-- Start READING TEXT --

Nick's Place: Papers: Purchase College: College Writing: Handbells


Nicholas Barnard

College Writing

Thomasenia Hutchins

Playing handbells is a paradox defined by dichotomies. It is a group instrument, and an individual one. Playing them is physically demanding and relaxing. Engaging yourself with them is mentally taxing, and soothing. To the observer it appears easy, but it isn't for the bell player who makes it look that way. I was attracted to handbells because it was an instrument that required more than one person to play. This creates a unique team aspect to playing handbells not found in any other instrument. Teamwork is essential to playing handbells; handbell music could not exist without it. Handbells are an obsession of mine as a result of the teamwork, uniqueness of the instrument, the demanding rehearsals, and the mystique that comes of being a member of a unique instrumental group.

The first day I rang bells I remember despising the feeling afterwards. Specifically the soreness in my breasts from damping the bells against them. In my first years of handbell choir I remember a lot of hard work, counting rhythms, and rehearsing what bell I should pick up with each hand. While these basics don't disappear from playing bells, they become more routine and the more advanced hurdles, such as sharing bells between people, and managing turning pages of the music while you are playing at a ravenous pace.

Teamwork is more fundamental to bell playing than any team sport. Unlike an orchestra or sports team where every member is capable of producing a whole range of products allowing the melody, harmony, or positions to be duplicated, each bell player usually plays two bells, making her responsible for two notes. This makes each player interdependent on each other. A melody is an impossible task to achieve with only two notes, therefore to make music you need your fellow bell players and they need you.

The skill of bell playing that cannot be taught, but only learned through experience, is a realization of the gestalt, the whole reality of the song, and where your part fits in with the whole. I have had several times during rehearsal where the director would be interrupted, and the group would finish the song because we all had a total image of the song, and listened for our audible cues. Bell playing is a team musical sport; the instrument cannot be played without the team.

-- End READING TEXT --
-- Start DATA EXCERPTS --

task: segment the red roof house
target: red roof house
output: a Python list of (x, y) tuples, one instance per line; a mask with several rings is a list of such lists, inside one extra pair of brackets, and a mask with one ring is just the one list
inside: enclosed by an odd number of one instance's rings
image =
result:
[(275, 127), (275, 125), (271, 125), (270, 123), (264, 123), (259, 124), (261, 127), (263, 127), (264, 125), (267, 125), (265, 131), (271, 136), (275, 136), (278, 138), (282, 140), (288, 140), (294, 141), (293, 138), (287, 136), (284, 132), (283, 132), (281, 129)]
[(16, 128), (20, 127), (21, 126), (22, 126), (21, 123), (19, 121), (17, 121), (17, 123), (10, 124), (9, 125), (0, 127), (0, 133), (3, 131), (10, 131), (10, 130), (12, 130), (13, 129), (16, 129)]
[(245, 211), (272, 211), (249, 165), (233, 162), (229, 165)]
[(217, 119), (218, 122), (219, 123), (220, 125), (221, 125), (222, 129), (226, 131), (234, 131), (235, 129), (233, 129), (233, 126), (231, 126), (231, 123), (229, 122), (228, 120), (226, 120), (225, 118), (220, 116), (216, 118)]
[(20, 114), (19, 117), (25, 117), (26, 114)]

-- End DATA EXCERPTS --
-- Start DATA EXCERPTS --

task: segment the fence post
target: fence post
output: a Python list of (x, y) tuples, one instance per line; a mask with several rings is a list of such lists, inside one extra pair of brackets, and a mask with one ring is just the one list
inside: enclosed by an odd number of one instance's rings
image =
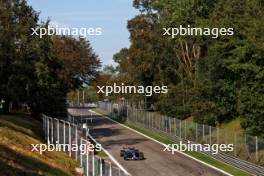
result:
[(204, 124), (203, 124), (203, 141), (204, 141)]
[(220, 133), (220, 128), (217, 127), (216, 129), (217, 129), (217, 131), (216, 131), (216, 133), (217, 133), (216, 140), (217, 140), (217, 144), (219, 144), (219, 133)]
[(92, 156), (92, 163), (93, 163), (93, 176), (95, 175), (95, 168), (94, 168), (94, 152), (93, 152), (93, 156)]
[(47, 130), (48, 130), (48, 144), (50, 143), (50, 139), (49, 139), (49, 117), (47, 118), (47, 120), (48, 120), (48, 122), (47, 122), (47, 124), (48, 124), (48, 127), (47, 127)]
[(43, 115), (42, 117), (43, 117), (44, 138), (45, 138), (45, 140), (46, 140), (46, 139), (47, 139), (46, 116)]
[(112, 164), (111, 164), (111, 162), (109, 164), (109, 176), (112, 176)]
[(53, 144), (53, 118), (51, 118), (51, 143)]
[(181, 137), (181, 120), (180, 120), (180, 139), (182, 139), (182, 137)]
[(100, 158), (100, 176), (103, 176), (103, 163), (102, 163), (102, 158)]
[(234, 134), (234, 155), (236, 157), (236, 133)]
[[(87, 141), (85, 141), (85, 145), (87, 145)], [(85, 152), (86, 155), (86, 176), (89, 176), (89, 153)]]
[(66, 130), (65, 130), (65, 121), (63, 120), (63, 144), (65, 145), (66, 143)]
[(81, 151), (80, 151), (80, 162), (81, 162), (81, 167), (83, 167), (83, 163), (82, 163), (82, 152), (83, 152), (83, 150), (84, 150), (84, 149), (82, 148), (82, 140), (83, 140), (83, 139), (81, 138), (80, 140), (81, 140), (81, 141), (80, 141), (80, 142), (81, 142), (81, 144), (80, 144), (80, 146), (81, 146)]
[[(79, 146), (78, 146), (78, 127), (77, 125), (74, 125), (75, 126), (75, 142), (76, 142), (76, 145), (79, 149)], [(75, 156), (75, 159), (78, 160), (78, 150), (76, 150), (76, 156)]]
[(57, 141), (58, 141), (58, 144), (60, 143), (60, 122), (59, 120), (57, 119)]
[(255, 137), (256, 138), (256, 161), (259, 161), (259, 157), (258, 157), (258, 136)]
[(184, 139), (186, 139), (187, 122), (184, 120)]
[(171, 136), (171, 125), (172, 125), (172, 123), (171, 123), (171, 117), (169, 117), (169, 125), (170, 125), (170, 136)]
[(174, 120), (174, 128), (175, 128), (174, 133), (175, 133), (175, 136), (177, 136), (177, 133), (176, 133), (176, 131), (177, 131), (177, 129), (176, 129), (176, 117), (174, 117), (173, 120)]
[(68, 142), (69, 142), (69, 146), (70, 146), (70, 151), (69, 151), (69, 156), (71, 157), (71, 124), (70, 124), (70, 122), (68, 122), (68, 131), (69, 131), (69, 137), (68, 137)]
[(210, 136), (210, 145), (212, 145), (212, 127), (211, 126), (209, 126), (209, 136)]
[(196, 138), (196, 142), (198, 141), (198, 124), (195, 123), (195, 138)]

-- End DATA EXCERPTS --

*YOUR TASKS*
- a) Name every reason the handbell essay gives for why handbells are the writer's obsession.
- b) Continue the handbell essay from its last sentence.

*TASK ANSWERS*
- a)
- teamwork
- the uniqueness of the instrument
- the demanding rehearsals
- the mystique that comes of being a member of a unique instrumental group

- b)
One of my most memorable bell performances was at a wedding. I muddied the whole piece with a noticeable wrong note, and let the team down. We were playing a song that I had well learned. In our final rehearsals for this wedding though I had made the mistake of playing a C#3 instead of a C3. (The three indicates the octave of the bell.) I had identified the reason for this as a simple problem, the song before it utilized a C#3 and I had failed to exchange it for the C3 in-between songs. In our final rehearsal in the wedding hall I made the simple bell switch, and our rehearsal went perfectly. It would not be that way in the wedding. I made a proud point of playing this note, as I believed I had switched the bells. I lowered the bell, snapped my wrist, and begun to move the bell in the proper circle. I recognized the wrong note about one and a half beats into the whole note, and stopped the sound by damping the bell against my breast. Despite my fast response the damage had been done, the audience obviously knew that a wrong note had been played. Most of my handbell choir experiences weren't this embarrassing. Even if I never had the unique events my six years of playing bells yielded, I would still consider it one of the most enjoyable and exciting experiences of my life.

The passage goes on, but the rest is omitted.